Text:
*****
|
It is interesting to note how many companies in recent years have
adopted ‘‘innovation’’ as a core value or as part of their mission
statements. If we as a society have moved from the Information
Age to the Knowledge Age, then this relatively new emphasis on
innovation is quite logical. When information is ubiquitous and is
no longer a source of competitive advantage, it is the innovative
use of that information (via knowledge) that differentiates people,
companies, and nations. Innovation may become the basis of all
competition in the future. Innovation is the new competitive arena
where present-day gladiators, equipped with similar information
and access to similar resources, try to outsmart one another to victory.
As we work with and read about corporations today, we see the
focus of innovation being placed primarily on the products that they
are creating. Go to a company’s Web site. If they talk about innovation
or have an Office of Innovation, it is frequently related to the
work done in their Research & Development labs. Innovation is
usually thought of as invention. Innovation is usually new technology
being turned into something unique and tangible that the company
can sell. For those companies with strong R&D departments,
this focus on the invention of innovative products is probably a key
element of their corporate strategy.
There are, however, other elements of a corporate strategy beyond
innovative products that can help companies compete in their
markets. Besides having a product to sell, companies have to make
that product and then get it into the hands of customers (and meet
their customers’ needs). To do this, companies create specific functions such as manufacturing, sales, distribution, and marketing.
*****
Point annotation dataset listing
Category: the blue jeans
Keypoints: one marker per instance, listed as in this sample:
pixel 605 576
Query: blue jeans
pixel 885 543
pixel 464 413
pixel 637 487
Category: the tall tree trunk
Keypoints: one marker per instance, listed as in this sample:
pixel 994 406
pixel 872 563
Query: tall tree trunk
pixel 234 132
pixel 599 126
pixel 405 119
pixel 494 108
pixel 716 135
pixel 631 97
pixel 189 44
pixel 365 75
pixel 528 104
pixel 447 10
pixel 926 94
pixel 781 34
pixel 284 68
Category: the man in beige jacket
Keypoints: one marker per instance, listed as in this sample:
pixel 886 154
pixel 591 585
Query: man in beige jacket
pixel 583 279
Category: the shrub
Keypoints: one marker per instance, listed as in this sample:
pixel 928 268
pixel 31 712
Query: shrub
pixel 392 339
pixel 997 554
*****
Exercises:
#1 Set down the passage on innovation word for word, starting with "There are, however, other" and going on through "distribution, and marketing.".
#2 Translate this sentence from the passage on innovation into Spanish: "Innovation is usually thought of as invention."
This listing comes from a separate source.

Expected results:
#1
There are, however, other elements of a corporate strategy beyond
innovative products that can help companies compete in their
markets. Besides having a product to sell, companies have to make
that product and then get it into the hands of customers (and meet
their customers’ needs). To do this, companies create specific functions such as manufacturing, sales, distribution, and marketing.

#2 La innovación suele concebirse como invención.